WRITTEN PROBLEM 1 >> Which lines in the listing contain the word "hair"? Report each of those lines in full.

TEXT PASSAGE >>

↓↓↓

# If AI was 6'6"



## LionOfJudah (May 27, 2003)

I was thinking the other day when someone said TJ Ford's game would improve if he was taller, well what if AI was taller? Would he be better than Kobe and/or Tmac?


----------



## cima (Nov 6, 2003)

It depends how you look at it. Realistically, probably not because he wouldn't be nearly as quick or fast.

But if you want to speak unrealistically...then he might be.


----------



## LionOfJudah (May 27, 2003)

> Originally posted by <b>CiMa</b>!
> It depends how you look at it. Realistically, probably not because he wouldn't be nearly as quick or fast.
> 
> But if you want to speak unrealistically...then he might be.


He wouldn't be as quick or fast but nor would he have to be. He'd by no means be slow tho. I would just think his heart and determination would seperate him from the crowd.


----------



## Pinball (Aug 3, 2002)

> Originally posted by <b>stevemc</b>!
> 
> 
> He wouldn't be as quick or fast but nor would he have to be. He'd by no means be slow tho. I would just think his heart and determination would seperate him from the crowd.


Yes but would it improve his jumpshot? You'd think that a few more inches would allow him to shoot up over the top of people better. However, I've seen tall, athletic guys that are terrible shooters and short guys like KJ who shot a high %. I think his low fg % is why everyone is quick to put him third behind Kobe and TMac as an individual player. If he shot closer to 45% I think he'd be a top 3 player. The one area of his game that would vastly improve with added size is his defense. He's great as playing the passing lanes but he struggles as a man to man defender against taller guards. I think that he'd be much better in that regard. I think that he'd have a chance to be better than Kobe and TMac but some of the flaws would still be there.


----------



## onecooljew (Apr 24, 2003)

If i was 7'6....:gopray:


----------



## Laker Freak (Jul 1, 2003)

If he was 6'6" he would not be able to slide through the defense as he often does, because he would be to big.


----------



## aboveallodds24 (Sep 22, 2003)

↑↑↑

EXCERPTED RECORDS >>

↓↓↓

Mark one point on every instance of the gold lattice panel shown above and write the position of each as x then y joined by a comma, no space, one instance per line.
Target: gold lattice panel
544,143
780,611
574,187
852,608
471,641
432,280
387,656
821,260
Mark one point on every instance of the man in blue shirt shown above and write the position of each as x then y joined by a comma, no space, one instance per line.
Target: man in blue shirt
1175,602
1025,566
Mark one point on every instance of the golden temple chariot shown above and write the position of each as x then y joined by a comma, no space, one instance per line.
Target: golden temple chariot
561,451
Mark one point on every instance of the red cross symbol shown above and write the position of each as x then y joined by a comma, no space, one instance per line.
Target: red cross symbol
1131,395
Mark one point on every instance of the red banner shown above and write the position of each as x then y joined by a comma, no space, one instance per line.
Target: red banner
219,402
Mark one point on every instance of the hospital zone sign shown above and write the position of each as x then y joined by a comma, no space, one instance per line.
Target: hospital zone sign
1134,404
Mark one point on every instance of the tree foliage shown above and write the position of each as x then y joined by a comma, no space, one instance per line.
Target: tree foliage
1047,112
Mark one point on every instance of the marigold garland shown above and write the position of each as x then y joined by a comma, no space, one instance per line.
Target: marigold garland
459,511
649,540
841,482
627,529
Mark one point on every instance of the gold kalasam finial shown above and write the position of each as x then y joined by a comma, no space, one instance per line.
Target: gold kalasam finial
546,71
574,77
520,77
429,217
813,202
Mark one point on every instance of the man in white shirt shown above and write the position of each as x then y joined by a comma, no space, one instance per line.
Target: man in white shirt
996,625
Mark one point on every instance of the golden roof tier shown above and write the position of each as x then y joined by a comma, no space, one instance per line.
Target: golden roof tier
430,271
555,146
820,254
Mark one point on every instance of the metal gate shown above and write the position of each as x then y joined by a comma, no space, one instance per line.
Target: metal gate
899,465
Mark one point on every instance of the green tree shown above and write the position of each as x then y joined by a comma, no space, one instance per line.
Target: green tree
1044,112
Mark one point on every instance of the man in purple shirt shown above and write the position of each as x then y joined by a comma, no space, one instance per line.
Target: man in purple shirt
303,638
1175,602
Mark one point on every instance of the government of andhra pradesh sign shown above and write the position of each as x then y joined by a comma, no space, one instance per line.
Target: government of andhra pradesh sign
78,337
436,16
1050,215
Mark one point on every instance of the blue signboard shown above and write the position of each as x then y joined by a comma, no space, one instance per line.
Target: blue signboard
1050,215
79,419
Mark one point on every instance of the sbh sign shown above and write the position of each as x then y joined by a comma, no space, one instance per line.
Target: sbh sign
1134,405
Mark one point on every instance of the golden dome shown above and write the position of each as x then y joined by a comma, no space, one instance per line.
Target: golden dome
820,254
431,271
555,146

↑↑↑
↓↓↓

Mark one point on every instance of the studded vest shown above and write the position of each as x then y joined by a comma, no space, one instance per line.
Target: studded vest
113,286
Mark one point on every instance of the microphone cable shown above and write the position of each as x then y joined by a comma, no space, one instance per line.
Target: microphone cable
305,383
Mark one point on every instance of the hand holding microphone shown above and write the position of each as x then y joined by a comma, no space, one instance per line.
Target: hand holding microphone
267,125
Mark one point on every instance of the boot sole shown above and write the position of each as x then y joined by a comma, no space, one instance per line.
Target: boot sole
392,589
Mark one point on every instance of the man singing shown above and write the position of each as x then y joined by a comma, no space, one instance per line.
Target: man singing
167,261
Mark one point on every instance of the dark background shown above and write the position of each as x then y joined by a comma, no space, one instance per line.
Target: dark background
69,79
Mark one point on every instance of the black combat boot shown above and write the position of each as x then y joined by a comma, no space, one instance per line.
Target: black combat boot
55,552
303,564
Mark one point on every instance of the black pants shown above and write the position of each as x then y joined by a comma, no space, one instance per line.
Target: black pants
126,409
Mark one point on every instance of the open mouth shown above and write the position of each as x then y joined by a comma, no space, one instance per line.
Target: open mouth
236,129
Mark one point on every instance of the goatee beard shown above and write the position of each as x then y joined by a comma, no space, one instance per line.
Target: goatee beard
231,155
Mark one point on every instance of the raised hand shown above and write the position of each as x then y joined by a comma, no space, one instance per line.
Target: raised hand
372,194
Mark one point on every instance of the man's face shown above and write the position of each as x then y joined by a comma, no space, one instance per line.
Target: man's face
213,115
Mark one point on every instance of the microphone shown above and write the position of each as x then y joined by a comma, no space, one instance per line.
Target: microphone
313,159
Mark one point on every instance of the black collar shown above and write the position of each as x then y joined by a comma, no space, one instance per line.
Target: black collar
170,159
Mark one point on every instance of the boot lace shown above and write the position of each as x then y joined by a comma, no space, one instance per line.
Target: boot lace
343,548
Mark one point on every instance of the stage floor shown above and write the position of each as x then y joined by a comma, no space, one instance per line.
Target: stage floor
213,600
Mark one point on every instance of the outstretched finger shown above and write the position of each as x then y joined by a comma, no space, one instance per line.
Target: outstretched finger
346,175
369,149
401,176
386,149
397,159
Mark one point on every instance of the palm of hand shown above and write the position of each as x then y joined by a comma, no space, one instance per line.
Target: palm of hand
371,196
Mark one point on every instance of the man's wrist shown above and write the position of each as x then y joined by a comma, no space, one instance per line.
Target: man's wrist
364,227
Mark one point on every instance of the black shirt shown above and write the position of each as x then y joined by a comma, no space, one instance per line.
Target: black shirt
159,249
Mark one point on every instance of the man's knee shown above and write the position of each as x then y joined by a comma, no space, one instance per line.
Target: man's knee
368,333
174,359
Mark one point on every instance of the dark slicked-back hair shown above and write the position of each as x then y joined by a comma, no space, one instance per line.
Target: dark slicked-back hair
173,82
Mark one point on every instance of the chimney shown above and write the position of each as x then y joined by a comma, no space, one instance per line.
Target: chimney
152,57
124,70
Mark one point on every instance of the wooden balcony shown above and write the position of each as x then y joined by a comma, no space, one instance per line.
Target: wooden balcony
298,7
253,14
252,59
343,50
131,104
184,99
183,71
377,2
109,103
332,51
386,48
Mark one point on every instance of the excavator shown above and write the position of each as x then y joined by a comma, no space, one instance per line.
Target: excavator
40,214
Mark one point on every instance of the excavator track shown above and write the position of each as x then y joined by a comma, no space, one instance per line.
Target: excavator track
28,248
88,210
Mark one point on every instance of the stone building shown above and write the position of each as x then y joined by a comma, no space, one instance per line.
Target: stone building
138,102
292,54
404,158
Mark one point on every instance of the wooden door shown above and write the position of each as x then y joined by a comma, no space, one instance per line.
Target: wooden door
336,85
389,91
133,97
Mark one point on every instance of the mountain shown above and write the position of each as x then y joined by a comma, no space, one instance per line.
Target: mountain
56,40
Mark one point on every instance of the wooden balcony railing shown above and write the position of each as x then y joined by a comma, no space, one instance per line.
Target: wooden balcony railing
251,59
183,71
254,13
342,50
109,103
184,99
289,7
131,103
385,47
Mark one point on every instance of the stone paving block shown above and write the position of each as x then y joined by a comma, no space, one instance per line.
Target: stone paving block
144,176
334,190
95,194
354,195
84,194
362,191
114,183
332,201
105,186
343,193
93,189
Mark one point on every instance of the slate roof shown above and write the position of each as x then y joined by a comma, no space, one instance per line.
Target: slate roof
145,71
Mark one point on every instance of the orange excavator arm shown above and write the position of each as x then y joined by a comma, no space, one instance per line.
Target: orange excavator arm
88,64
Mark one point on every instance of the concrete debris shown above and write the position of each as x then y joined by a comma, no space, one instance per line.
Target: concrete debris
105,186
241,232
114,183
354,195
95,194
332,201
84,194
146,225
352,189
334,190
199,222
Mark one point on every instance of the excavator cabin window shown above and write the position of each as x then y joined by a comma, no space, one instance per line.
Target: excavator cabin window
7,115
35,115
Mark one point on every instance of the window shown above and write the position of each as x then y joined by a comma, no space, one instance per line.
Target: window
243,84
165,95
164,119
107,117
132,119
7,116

↑↑↑
↓↓↓

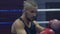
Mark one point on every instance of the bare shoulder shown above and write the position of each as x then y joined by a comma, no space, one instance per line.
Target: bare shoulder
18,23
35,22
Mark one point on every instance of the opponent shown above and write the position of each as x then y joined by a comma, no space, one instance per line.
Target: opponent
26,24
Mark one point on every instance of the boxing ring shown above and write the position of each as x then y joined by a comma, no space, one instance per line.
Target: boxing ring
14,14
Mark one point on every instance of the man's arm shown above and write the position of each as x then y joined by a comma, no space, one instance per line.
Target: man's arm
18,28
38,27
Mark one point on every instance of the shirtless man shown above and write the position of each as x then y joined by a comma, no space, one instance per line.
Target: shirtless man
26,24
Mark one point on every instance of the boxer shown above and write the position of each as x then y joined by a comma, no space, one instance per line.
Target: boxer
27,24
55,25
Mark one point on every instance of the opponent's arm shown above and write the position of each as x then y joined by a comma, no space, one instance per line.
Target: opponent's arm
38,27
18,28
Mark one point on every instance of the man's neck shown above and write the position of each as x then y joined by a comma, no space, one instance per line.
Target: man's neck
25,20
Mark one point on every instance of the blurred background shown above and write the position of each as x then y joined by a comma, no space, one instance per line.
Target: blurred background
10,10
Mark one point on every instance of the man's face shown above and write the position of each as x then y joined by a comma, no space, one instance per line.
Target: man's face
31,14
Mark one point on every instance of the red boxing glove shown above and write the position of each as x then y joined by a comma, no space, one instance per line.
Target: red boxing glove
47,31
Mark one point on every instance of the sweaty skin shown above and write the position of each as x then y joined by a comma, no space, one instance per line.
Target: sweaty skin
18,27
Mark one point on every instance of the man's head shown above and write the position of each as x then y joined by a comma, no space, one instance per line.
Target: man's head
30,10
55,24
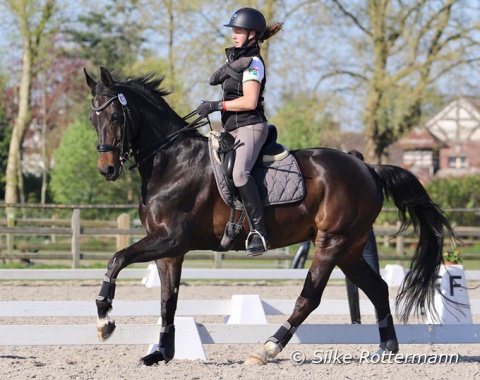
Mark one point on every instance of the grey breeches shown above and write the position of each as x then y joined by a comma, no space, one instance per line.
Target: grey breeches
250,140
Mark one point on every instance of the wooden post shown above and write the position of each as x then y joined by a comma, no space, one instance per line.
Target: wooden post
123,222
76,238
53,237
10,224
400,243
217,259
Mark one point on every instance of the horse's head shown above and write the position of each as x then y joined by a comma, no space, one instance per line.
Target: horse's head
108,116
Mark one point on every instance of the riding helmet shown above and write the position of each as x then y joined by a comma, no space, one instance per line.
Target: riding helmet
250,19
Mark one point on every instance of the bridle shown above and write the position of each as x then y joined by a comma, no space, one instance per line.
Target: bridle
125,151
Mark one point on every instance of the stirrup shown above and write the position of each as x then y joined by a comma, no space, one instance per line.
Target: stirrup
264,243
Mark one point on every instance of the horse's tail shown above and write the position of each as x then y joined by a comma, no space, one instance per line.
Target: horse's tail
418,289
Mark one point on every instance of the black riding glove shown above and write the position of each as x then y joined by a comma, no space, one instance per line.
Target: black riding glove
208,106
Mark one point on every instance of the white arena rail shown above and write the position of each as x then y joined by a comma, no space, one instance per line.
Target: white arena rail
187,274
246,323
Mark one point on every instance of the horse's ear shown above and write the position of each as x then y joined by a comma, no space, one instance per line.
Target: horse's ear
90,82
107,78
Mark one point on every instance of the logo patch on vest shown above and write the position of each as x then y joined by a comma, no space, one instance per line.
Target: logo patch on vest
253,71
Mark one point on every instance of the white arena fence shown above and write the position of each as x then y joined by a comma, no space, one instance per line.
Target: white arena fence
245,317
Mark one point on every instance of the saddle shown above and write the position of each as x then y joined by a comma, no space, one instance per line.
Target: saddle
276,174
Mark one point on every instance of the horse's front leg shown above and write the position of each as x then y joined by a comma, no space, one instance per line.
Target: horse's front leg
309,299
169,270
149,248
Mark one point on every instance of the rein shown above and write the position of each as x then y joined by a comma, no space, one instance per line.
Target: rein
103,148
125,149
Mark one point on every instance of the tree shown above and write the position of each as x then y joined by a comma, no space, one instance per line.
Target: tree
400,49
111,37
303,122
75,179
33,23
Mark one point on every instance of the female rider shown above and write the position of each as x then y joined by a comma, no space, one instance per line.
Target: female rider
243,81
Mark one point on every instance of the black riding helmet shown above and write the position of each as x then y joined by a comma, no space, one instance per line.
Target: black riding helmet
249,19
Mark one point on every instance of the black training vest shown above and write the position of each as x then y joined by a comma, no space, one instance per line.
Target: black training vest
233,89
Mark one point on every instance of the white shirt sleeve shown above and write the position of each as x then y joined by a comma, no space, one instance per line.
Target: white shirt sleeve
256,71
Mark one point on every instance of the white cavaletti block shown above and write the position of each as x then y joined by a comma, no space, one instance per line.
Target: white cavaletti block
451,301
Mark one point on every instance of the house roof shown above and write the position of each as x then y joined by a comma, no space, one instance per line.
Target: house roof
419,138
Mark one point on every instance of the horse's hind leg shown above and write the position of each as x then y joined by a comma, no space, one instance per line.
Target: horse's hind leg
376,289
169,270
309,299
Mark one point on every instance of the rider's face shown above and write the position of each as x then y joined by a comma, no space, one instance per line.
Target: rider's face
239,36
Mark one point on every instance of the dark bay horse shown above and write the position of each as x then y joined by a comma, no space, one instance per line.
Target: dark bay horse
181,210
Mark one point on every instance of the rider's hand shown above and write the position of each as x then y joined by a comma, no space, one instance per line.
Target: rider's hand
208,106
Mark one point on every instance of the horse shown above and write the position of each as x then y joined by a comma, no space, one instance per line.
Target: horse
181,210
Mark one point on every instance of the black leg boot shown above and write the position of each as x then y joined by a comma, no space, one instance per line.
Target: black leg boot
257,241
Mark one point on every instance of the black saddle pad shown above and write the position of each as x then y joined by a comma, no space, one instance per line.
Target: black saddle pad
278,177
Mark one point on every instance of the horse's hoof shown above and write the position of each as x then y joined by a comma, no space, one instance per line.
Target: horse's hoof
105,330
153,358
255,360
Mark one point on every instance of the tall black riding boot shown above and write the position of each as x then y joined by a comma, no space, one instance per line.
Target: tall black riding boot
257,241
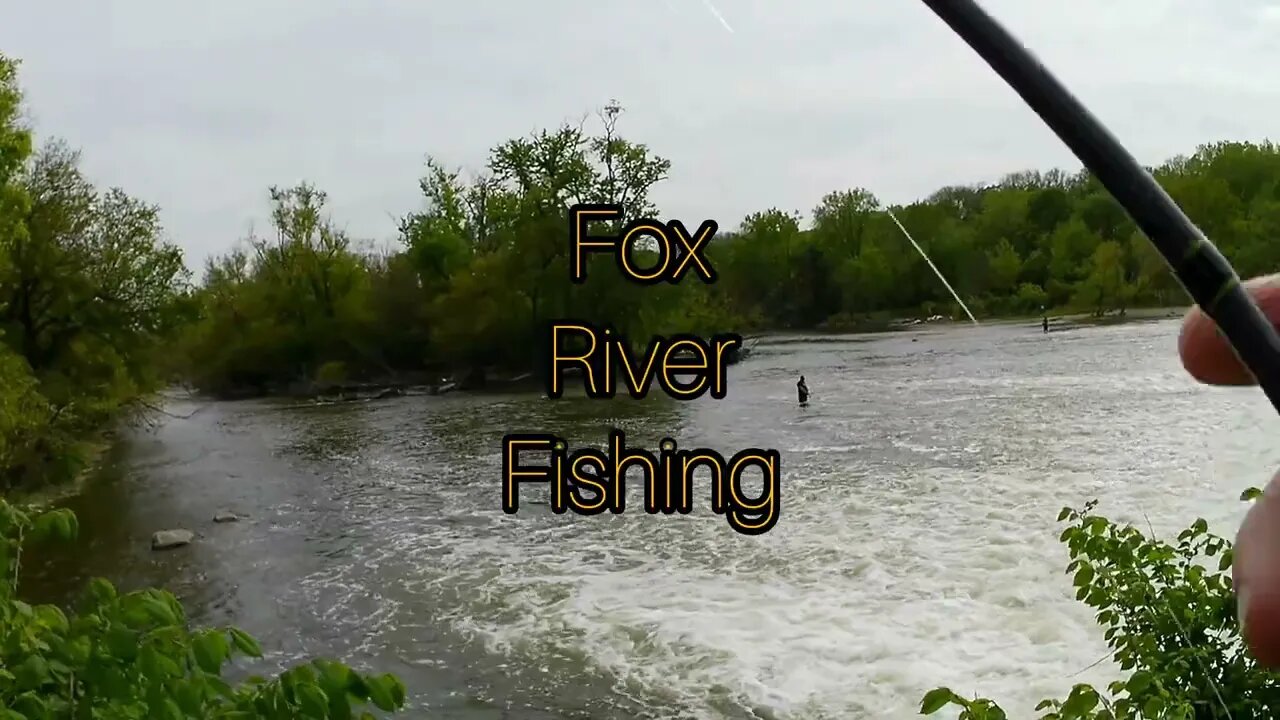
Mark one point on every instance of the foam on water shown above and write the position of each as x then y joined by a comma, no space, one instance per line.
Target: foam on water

↑↑↑

WRITTEN PROBLEM 2 >> How might the basketball forum thread about a taller AI go on? Write its next part, starting after the last line shown.

REPLY 1 >>
Mark one point on every instance of the dark slicked-back hair shown above and write the position of each as x then y joined by a comma, no space, one instance per line.
Target: dark slicked-back hair

REPLY 2 >>
not to be mean or anything but this post is retarded beacause if AI were 6'6 then his game would be different... he wouldnt use the things that make his successful as it is... i mean i am sure he would still be great and all but it would change his game entirely


----------



## Nevus (Jun 3, 2003)

One of AI's greatest strengths is using his small size to his advantage, with his ballhandling, playing the passing lanes, moving without the ball, etc.... who knows what kind of player he'd be if he were tall... of course, I think he'd be at least as good as he is now, he's a great athlete and a great competitor. Just having endurance and heart counts for a lot.


----------



## HKF (Dec 10, 2002)

If my mom had a d*** she would be my dad.  :bsmile:


----------



## 1 Penny (Jul 11, 2003)

If Iverson was 6'6 and somehow retains 95% of his quickness and agility. He'd be the closest to young MJ, in terms of offensive approach to basketball.

I can picture Iverson taking it in the rim and dunking on fools, I can also see him nailing more shots within the 17 footer range...


But thats if he was 6'6 with quickness similar to his current form.


----------



## IV (Jul 16, 2002)

If, if was fifth we'd all be drunk.


----------



## LionOfJudah (May 27, 2003)

> Originally posted by <b>Hong Kong Fooey</b>!
> If my mom had a d*** she would be my dad.  :bsmile:


How do you know she doesn't?


----------



## nikebasketball (Jan 28, 2004)

*
AI would be crazy if he had that height.

I could see him attacking the basket nonstop with a 6'6" frame.
*


----------



## kflo (Jun 28, 2002)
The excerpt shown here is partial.